-------- Texte source --------

Economie et Emplois - Selon un recensement récent, le pays compte 37,9 millions d'habitants. Ce chiffre semble très bas aux observateurs et on se pose des questions sur les techniques et la fiabilité du recensement. La plupart situent les chiffres au-delà de 40 millions. Dont plus de 30% sont officiellement sans emploi. Comme beaucoup de ces gens ont une activité dans le secteur non officiel - commerces de toutes sortes au coin des rues, allant des fruits aux caméras Fuji - il est difficile si pas impossible d'évaluer exactement leur situation. Il suffit de dire que dans les centres urbains le secteur informel est un marché dur et compétitif où les nouveaux arrivants, surtout les immigrés, ne sont pas les bienvenus.

--------

### Explorer le document
• a. Mettez à jour le texte source en reprenant tout ce qui va de « Economie et Emplois » jusqu'à « pas les bienvenus. », avec « 38,2 millions » à la place de « 37,9 millions ».
• b. Selon le texte source, quelle proportion de la population est officiellement sans emploi ?

-------- Matériel fourni --------

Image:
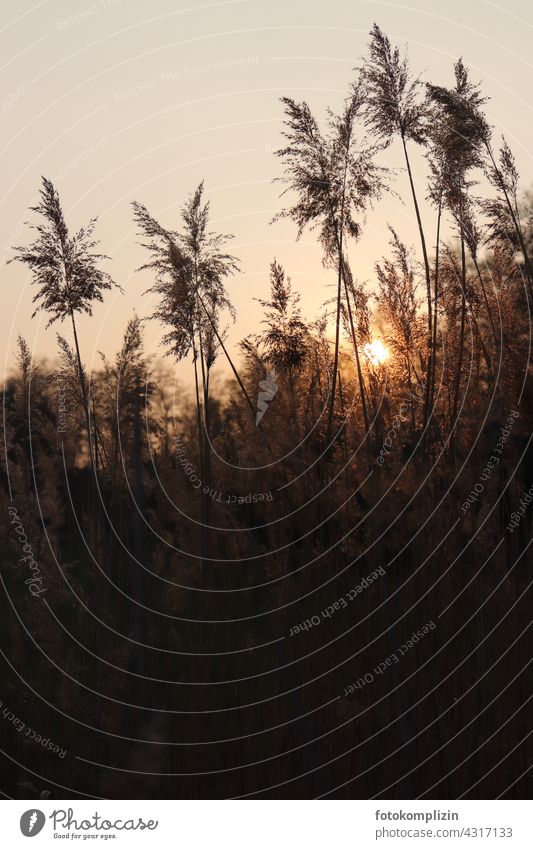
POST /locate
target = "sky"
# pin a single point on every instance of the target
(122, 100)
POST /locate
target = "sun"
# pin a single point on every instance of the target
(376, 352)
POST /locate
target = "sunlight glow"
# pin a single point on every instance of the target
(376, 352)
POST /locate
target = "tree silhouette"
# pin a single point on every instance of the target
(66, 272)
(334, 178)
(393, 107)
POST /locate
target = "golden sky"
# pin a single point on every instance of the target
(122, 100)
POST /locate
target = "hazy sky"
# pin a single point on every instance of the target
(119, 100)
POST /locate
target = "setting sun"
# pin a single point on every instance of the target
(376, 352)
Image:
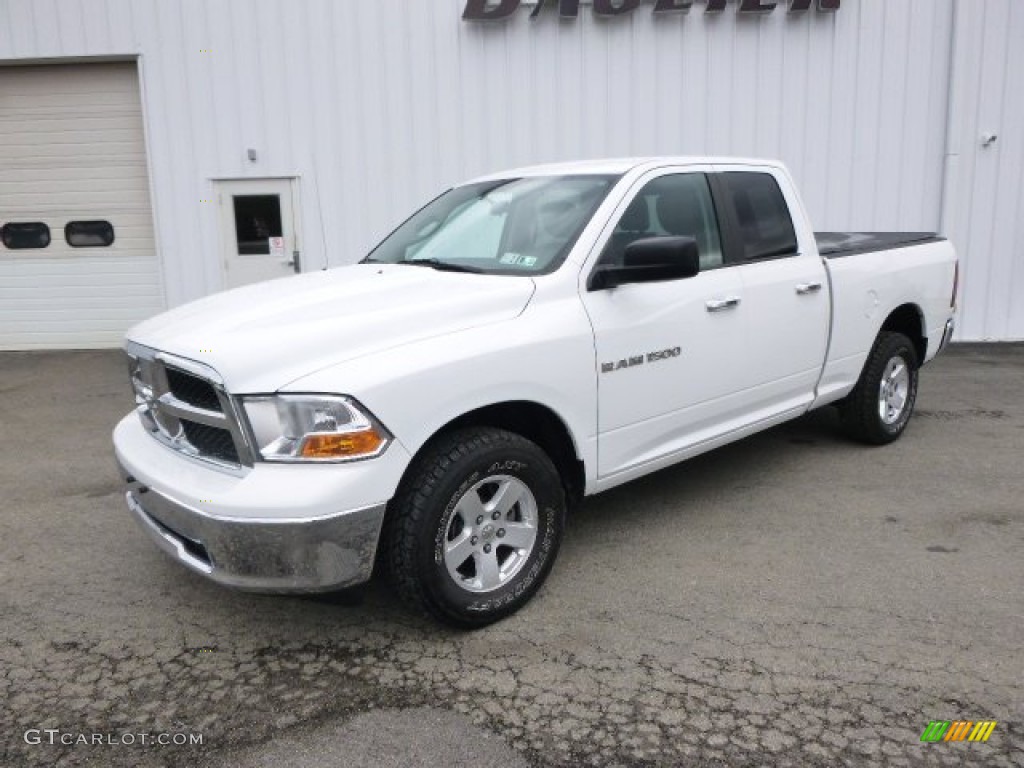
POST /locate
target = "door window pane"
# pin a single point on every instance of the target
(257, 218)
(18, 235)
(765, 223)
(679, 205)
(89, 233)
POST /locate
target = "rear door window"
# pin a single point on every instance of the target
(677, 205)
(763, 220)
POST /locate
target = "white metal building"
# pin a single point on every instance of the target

--------

### Corrigé de l'exercice
• a.
Economie et Emplois - Selon un recensement récent, le pays compte 38,2 millions d'habitants. Ce chiffre semble très bas aux observateurs et on se pose des questions sur les techniques et la fiabilité du recensement. La plupart situent les chiffres au-delà de 40 millions. Dont plus de 30% sont officiellement sans emploi. Comme beaucoup de ces gens ont une activité dans le secteur non officiel - commerces de toutes sortes au coin des rues, allant des fruits aux caméras Fuji - il est difficile si pas impossible d'évaluer exactement leur situation. Il suffit de dire que dans les centres urbains le secteur informel est un marché dur et compétitif où les nouveaux arrivants, surtout les immigrés, ne sont pas les bienvenus.

• b. Plus de 30 %.